- [Supplied text]:
<<<<
Cardiovascular Disease and Exercise

            Cardiovascular disease is number one killer of women in the United States. Post menopause women have the same risk as men in developing coronary heart disease. Some of the many risk factors correlated with coronary heart disease are high cholesterol, smoking, weight, diabetes, and high blood pressure. Adding exercise to your daily routine has been proven to decrease many of these risk factors.  In a study done in 1986 72,488 women were observed over the course of eight years. The women who participated in vigorous exercise had the largest reduction of risk factors. Women who walked 3 hours or more a week also had a reduction in risk factors. Women who didn’t add physical activity to their life until middle adulthood had lower risk of coronary heart disease than the women who remained sedentary. It is important to develop habits that can attribute to a healthy lifestyle to keep the risk factors for cardiovascular disease to a minimum.

Tips for adding a little bit of exercise into your sedentary lifestyle

  1. Walk/bike to work.
  2. Think about your core. Engage your core while you are sitting or walking.
  3. Try to stand up without holding on to anything.
  4. Try to walk for 30 minutes as many times a week as you can, maybe during a lunch break.
>>>>
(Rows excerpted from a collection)
<<<<
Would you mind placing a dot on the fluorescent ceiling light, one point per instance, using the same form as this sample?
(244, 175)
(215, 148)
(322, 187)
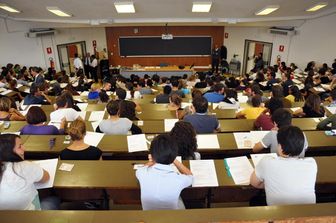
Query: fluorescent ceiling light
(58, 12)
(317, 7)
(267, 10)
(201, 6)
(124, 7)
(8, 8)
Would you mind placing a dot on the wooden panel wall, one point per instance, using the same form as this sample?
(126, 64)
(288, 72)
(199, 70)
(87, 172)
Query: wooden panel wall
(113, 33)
>>>>
<<<<
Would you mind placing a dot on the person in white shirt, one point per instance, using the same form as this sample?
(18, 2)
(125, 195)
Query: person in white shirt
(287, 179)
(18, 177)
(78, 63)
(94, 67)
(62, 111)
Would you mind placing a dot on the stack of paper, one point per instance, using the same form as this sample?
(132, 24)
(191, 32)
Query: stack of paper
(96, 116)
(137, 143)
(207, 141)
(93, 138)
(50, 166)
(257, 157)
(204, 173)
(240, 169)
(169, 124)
>>>>
- [Your tasks]:
• 1. In the text on cardiovascular disease and exercise, how many women were observed in the 1986 study, and over what period?
• 2. In the text on cardiovascular disease and exercise, switch "core" to "abs" at every occurrence in everything from "Tips for adding" down to "on to anything.".
• 3. Pick up the text on cardiovascular disease and exercise at its last line and continue it.
The rows are separate material, unrelated to the text on cardiovascular disease and exercise.

- [Task responses]:
• 1. The study observed 72,488 women over the course of eight years.

• 2.
Tips for adding a little bit of exercise into your sedentary lifestyle

  1. Walk/bike to work.
  2. Think about your abs. Engage your abs while you are sitting or walking.
  3. Try to stand up without holding on to anything.

• 3.
  5. Take the stairs when you can.
  6. Set goals and stick to them (see Kevin’s article on goal setting).
  7. Try to be active doing something you like!
  8. Refrain from distractions; Television, social media, and internet all require us to sit down Try replacing these habits with something that involves movement.
  9. Find a buddy- sometimes finding someone to hold you accountable to walk or exercise works really well. Remember to give each other positive feedback and motivation.
  10.  Check out the latest fitness trends. Trying a variety of things enables you to pick something that you will enjoy doing. Dance classes like Zumba and Oula are becoming very popular.

References:

Department of Preventive Medicine and Epidemiology, Harvard Medical School.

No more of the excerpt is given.